[Dataset entries]
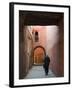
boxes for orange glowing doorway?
[34,46,46,65]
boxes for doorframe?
[33,45,46,65]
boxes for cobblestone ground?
[25,66,55,79]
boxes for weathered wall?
[46,18,64,77]
[19,26,33,79]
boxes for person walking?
[43,55,50,75]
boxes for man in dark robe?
[43,55,50,75]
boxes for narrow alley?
[19,11,64,79]
[25,65,55,79]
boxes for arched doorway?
[34,46,46,65]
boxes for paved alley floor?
[25,66,55,79]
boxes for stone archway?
[33,46,46,65]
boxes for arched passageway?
[33,46,46,64]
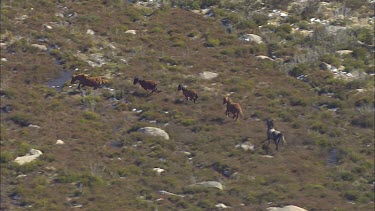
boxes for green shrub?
[251,13,268,26]
[288,64,309,77]
[351,114,375,128]
[82,111,100,121]
[205,38,220,47]
[9,113,31,127]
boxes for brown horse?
[223,97,243,121]
[266,119,286,150]
[133,77,161,93]
[70,74,108,89]
[177,84,198,103]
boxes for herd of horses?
[70,74,286,150]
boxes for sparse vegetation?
[0,0,375,210]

● Request: Copy every one of the items above exactly, line for line, leaving out the pictures.

● Full response:
boxes for orange glowing doorway?
[34,46,46,65]
boxes for doorframe?
[33,45,46,65]
boxes for cobblestone ground?
[25,66,55,79]
boxes for weathered wall?
[46,18,64,77]
[19,26,33,79]
boxes for person walking?
[43,55,50,75]
boxes for man in dark robe?
[43,55,50,75]
boxes for narrow alley?
[19,11,64,79]
[25,65,55,79]
boxes for arched doorway?
[34,46,46,65]
boxes for paved alley floor?
[25,66,55,79]
boxes for stone archway?
[33,46,46,65]
boxes for arched passageway?
[33,46,46,64]
boxes for green shrub?
[251,13,268,26]
[288,64,309,77]
[351,114,375,128]
[82,111,100,121]
[205,38,220,47]
[9,113,31,127]
boxes for brown horse?
[223,97,243,121]
[266,119,286,150]
[133,77,161,93]
[70,74,108,89]
[177,84,198,103]
boxes for herd of horses?
[70,74,286,150]
boxes for sparse vegetation?
[0,0,375,210]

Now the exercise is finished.